= Request =
Render the data below as a numbered list, leaving out any blank lines.

= Data extract =
───
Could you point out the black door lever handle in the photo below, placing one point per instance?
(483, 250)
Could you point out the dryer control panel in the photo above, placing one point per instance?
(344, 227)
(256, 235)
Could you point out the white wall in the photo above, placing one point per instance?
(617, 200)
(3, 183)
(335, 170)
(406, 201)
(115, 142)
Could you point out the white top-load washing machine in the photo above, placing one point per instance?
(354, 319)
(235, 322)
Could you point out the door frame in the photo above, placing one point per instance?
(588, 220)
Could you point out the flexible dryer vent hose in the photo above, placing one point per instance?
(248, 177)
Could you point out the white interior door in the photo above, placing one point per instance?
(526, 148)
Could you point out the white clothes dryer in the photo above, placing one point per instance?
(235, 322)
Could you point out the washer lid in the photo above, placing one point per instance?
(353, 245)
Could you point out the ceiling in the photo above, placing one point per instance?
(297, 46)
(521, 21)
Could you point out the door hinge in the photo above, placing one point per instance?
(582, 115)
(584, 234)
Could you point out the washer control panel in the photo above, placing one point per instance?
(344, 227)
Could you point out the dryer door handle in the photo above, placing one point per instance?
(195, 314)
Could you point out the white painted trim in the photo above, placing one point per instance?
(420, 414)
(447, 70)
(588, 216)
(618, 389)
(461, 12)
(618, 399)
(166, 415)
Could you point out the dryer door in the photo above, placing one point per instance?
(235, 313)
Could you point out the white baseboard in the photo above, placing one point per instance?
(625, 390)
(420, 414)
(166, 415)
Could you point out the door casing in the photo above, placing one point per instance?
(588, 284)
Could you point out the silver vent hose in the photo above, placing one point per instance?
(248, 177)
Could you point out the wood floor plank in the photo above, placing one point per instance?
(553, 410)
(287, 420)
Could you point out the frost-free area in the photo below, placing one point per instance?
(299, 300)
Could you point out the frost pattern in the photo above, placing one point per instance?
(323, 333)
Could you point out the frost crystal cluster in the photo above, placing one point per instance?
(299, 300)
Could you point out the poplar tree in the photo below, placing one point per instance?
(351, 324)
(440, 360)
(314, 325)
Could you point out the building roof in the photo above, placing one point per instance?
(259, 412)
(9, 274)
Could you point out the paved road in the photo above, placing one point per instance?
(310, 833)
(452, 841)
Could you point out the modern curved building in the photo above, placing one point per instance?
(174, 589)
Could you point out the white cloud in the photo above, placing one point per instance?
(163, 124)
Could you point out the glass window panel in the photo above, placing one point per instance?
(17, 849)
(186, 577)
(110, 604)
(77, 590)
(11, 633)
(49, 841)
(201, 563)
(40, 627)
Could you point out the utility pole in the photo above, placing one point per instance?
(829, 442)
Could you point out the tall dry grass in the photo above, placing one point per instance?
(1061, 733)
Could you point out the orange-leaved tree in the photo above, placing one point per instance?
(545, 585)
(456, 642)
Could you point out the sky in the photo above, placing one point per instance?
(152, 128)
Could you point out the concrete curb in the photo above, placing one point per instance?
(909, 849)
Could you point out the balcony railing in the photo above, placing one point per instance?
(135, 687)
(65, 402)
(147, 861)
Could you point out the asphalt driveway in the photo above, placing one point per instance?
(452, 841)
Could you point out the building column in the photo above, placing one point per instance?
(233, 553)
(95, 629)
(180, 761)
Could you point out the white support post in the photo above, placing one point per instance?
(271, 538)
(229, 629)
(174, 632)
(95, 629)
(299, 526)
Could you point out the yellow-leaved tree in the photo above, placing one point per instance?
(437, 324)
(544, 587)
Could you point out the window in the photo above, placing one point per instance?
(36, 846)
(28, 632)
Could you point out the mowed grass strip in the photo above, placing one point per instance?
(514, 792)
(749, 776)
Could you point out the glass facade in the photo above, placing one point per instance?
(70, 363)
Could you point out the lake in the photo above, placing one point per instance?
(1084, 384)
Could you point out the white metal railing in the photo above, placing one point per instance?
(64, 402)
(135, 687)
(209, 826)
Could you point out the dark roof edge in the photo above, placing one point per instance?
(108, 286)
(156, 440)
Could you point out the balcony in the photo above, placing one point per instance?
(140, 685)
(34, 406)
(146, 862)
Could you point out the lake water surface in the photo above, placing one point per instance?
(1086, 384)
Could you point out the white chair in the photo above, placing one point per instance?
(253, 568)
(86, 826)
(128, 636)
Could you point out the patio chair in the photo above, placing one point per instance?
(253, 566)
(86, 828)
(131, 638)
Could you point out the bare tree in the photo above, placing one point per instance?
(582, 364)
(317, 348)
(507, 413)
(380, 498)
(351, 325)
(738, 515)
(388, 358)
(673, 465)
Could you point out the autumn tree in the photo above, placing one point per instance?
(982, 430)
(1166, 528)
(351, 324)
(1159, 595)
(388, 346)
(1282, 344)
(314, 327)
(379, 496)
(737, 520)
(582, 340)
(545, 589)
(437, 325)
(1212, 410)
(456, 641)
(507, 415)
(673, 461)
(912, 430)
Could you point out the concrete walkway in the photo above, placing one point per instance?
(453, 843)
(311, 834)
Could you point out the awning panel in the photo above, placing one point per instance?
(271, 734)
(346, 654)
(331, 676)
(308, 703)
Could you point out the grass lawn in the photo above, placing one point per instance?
───
= Result =
1. Could you point out the black door lever handle in the photo below, placing one point per instance?
2. (483, 250)
3. Could you point out the dryer control panel in the photo above, placing one point per instance?
4. (344, 227)
5. (256, 235)
6. Could you point out the white wall in the photo above, placing one point per instance?
7. (617, 200)
8. (3, 183)
9. (335, 170)
10. (406, 201)
11. (115, 142)
12. Could you point out the white top-load washing machine in the photo above, placing one point per instance?
13. (354, 319)
14. (235, 322)
15. Could you point out the door frame in the photo above, placing one point per instance?
16. (588, 220)
17. Could you point out the flexible dryer vent hose in the photo above, placing one point per instance?
18. (248, 177)
19. Could you point out the white interior door in the photo above, placing one point per instance?
20. (526, 148)
21. Could you point out the white clothes dryer in the photo above, placing one point per instance?
22. (235, 322)
23. Could you point out the washer lid in the photo above, placing one point per instance?
24. (353, 245)
25. Could you point out the ceiling in the photo above, placing one point per instance?
26. (297, 46)
27. (521, 21)
28. Could you point out the door hinge in the photo above, placing one point per instance?
29. (582, 115)
30. (584, 234)
31. Could you point out the washer control panel in the photo above, placing one point per instance?
32. (344, 227)
33. Could you point out the dryer door handle in the photo above, placing one point per instance?
34. (195, 314)
35. Could you point out the white painted trim in the photo above, placing one point per instance?
36. (420, 414)
37. (447, 70)
38. (588, 216)
39. (618, 389)
40. (461, 12)
41. (618, 399)
42. (166, 415)
43. Could you point out the dryer door in the photo above, placing one point per instance?
44. (235, 313)
45. Could you point out the white baseboard in the photo above, placing one point per instance?
46. (625, 390)
47. (420, 414)
48. (166, 415)
49. Could you point out the door casing in the photo above, placing one point per instance?
50. (588, 284)
51. Could you point out the silver vent hose in the photo above, placing one point per instance?
52. (248, 177)
53. Could you point out the wood floor plank in the photo above, placing one point per instance?
54. (553, 410)
55. (287, 420)
56. Could you point out the frost-free area in the photo below, placing one point per instance?
57. (299, 300)
58. Could you point out the frost pattern in the photo above, placing one point per instance?
59. (323, 333)
60. Could you point out the frost crystal cluster in the photo above, placing one point per instance?
61. (299, 300)
62. Could you point out the poplar tree in the photo below, placing one point per instance?
63. (351, 324)
64. (440, 360)
65. (314, 325)
66. Could you point out the building roof in the photo above, placing one point per instance?
67. (259, 412)
68. (9, 274)
69. Could you point out the paved road in the photo above, placing one point per instance?
70. (310, 833)
71. (452, 841)
72. Could you point out the modern curved building in the photo above, placing one point per instance?
73. (174, 589)
74. Could you point out the white cloud in the photo above, placing one point per instance?
75. (163, 124)
76. Could you point out the glass window panel in the photo above, placing one point per instance?
77. (17, 849)
78. (186, 577)
79. (110, 604)
80. (77, 590)
81. (11, 633)
82. (49, 841)
83. (201, 563)
84. (40, 627)
85. Could you point out the utility pole in the photo above, placing one point per instance?
86. (829, 442)
87. Could you point out the tall dry grass in the photo above, placing one point per instance?
88. (1061, 733)
89. Could you point out the orange-leaved tree in the photo above, placing one point per instance?
90. (545, 585)
91. (456, 642)
92. Could you point out the sky in the photo above, placing one point per instance?
93. (152, 128)
94. Could you point out the concrete curb in the photo above, placing one point per instance?
95. (909, 849)
96. Could you point out the balcony railing in the photo above, placing one point per instance?
97. (135, 687)
98. (65, 402)
99. (147, 861)
100. Could you point out the asphalt driveway in the photo above, placing one point per instance?
101. (452, 841)
102. Could you point out the building column in the photo above, placing one point per instance?
103. (233, 553)
104. (95, 629)
105. (180, 761)
106. Could you point out the white support post in the photo above, placing one point per instance?
107. (271, 538)
108. (229, 629)
109. (174, 632)
110. (95, 629)
111. (299, 526)
112. Could you point out the yellow-leaved tree in the photo above, placing one point per instance?
113. (437, 324)
114. (544, 587)
115. Could you point out the window in the photo above, placing one point per instance?
116. (36, 846)
117. (28, 632)
118. Could you point out the mowed grass strip in the photo above, placing one point per instance?
119. (514, 792)
120. (749, 776)
121. Could you point out the glass facade in the photo above, placing one point per instance?
122. (70, 363)
123. Could you point out the lake in the photo above, placing one point per instance?
124. (1084, 384)
125. Could you point out the white metal railing in the photo above, placing one point per instance?
126. (64, 402)
127. (135, 687)
128. (209, 826)
129. Could you point out the dark roof edge in the photo above, placing one point per instance?
130. (108, 286)
131. (156, 440)
132. Could you point out the balcony in the photo above, placing one point per instance?
133. (140, 685)
134. (34, 406)
135. (146, 862)
136. Could you point out the lake water surface in the photo above, placing one point per instance?
137. (1086, 384)
138. Could you point out the white chair in the photo above, placing one point per instance?
139. (253, 568)
140. (86, 826)
141. (128, 636)
142. Could you point out the patio chair in the photo above, placing one point per instance?
143. (253, 566)
144. (86, 828)
145. (131, 638)
146. Could you point out the bare tree in the photo above, placing one point per instance?
147. (582, 364)
148. (317, 348)
149. (507, 413)
150. (380, 498)
151. (351, 325)
152. (738, 515)
153. (388, 358)
154. (673, 465)
155. Could you point out the autumn tree in the photo above, placing one point per instance?
156. (982, 430)
157. (1166, 528)
158. (351, 324)
159. (1159, 595)
160. (388, 346)
161. (1282, 344)
162. (314, 327)
163. (379, 496)
164. (737, 520)
165. (582, 340)
166. (545, 589)
167. (437, 325)
168. (1212, 410)
169. (456, 641)
170. (507, 415)
171. (673, 461)
172. (912, 430)
173. Could you point out the concrete walkway in the photo above, placing one point per instance?
174. (453, 843)
175. (311, 834)
176. Could you point out the awning panel in the photo above, placing one point per instance?
177. (271, 734)
178. (346, 654)
179. (331, 676)
180. (308, 703)
181. Could you point out the grass lawn in the photo above, placing one point per instance?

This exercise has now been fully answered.